*PROBLEM:* Emit an exact copy of the lines running from the start of the records to the line containing "Annotation task — mark the riverbank", both included.

Records from a collection:
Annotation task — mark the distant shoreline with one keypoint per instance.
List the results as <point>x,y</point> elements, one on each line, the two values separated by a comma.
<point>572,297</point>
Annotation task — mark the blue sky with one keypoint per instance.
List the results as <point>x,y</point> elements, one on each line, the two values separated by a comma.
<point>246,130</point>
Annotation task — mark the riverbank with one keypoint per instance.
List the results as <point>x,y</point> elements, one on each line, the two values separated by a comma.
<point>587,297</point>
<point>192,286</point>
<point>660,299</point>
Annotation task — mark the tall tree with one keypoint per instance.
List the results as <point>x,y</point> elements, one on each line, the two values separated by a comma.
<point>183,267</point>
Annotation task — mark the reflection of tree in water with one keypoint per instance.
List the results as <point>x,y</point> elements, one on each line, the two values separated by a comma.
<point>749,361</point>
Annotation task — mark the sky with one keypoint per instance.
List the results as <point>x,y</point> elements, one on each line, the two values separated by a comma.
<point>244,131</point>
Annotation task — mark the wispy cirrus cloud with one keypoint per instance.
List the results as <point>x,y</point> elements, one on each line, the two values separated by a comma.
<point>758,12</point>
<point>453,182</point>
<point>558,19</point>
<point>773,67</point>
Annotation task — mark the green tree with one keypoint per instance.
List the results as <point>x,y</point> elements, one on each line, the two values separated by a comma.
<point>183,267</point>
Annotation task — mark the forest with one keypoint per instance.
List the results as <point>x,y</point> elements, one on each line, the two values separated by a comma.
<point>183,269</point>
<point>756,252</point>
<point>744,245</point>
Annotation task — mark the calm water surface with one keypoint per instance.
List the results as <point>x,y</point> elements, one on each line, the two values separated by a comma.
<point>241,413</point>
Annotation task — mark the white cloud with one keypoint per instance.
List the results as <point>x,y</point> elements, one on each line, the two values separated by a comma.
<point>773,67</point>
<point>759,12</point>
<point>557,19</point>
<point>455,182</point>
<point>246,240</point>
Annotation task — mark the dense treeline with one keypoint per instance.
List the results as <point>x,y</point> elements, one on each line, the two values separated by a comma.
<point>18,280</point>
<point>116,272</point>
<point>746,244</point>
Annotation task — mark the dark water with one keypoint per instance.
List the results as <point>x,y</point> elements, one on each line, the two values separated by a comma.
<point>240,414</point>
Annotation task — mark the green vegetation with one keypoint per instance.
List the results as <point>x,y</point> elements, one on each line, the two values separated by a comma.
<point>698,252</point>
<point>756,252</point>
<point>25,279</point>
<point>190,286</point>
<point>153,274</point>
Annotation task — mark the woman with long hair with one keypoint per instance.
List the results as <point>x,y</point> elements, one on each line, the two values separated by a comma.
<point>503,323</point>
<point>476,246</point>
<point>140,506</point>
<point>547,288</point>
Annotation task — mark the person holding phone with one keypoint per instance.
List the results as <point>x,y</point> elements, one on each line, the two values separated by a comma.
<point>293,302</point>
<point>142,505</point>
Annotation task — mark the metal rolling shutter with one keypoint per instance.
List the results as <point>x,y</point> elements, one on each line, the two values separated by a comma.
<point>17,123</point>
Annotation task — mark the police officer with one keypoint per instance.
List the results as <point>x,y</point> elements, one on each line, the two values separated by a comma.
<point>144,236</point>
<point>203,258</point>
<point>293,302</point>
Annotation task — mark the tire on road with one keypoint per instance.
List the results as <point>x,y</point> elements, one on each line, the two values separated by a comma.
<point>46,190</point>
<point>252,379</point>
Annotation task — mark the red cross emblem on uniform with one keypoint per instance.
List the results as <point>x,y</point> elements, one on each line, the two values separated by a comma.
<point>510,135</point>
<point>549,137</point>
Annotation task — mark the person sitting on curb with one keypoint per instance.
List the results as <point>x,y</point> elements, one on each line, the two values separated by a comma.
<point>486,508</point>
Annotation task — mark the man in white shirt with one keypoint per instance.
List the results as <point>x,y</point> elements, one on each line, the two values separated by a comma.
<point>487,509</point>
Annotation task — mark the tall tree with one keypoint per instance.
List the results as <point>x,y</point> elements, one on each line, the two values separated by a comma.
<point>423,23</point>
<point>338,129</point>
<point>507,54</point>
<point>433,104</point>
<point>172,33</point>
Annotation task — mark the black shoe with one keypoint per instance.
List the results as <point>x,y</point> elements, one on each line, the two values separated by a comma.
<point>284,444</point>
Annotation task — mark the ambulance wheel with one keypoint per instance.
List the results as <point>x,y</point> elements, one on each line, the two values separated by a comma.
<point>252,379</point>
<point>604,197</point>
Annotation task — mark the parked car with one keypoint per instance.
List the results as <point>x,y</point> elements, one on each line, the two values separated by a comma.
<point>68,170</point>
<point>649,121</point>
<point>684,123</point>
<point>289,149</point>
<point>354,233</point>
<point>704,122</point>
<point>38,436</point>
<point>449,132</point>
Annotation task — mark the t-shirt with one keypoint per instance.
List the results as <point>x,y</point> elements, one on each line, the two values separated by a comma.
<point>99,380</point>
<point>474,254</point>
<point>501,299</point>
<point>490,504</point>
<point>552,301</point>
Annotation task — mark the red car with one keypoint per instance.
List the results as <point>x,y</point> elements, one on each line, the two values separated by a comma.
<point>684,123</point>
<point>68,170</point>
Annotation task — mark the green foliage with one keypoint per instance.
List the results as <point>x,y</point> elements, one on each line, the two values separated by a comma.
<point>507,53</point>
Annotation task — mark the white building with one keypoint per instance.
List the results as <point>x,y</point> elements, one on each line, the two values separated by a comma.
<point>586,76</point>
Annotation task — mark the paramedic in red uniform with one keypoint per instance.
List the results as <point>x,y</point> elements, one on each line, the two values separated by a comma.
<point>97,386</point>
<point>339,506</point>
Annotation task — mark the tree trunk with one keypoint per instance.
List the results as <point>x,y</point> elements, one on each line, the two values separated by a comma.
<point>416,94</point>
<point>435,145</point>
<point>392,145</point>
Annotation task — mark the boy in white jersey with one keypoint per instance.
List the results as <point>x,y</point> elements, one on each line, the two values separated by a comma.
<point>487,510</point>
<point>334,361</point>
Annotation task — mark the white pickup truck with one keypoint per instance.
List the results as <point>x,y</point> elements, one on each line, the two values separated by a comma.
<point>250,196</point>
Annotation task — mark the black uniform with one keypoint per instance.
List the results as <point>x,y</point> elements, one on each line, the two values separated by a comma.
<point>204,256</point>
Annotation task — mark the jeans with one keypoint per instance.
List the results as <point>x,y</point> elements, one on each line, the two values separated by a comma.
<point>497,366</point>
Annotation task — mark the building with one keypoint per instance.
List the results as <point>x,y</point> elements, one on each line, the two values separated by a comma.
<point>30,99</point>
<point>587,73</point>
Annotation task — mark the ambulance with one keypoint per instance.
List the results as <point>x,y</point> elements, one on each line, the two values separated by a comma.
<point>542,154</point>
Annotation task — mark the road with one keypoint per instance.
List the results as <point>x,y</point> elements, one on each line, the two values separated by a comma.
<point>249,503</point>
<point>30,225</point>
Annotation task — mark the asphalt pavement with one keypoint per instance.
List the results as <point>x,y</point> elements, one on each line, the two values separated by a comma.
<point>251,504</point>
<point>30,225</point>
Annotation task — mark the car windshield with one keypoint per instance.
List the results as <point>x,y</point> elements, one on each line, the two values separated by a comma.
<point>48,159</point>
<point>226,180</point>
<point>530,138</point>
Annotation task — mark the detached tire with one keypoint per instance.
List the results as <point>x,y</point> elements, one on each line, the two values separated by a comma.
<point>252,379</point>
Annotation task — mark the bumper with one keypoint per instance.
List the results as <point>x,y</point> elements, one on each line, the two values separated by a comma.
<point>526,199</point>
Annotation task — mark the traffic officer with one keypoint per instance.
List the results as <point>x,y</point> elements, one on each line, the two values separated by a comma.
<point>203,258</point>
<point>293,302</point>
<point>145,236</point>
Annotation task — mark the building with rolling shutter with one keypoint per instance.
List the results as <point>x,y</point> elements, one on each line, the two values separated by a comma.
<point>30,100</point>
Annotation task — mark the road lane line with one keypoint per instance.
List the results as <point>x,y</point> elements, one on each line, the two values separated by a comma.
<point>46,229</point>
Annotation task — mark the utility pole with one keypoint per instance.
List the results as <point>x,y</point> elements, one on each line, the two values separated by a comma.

*RESPONSE AREA:*
Annotation task — mark the distant shoreline with one keypoint per instance.
List the results as <point>x,y</point> elements, one on each line, the two values separated by a comma.
<point>572,297</point>
Annotation task — mark the blue sky with one keypoint per instance.
List the results as <point>x,y</point> elements, one on each line, the two values separated by a comma.
<point>246,130</point>
Annotation task — mark the riverbank with one keypoint per instance.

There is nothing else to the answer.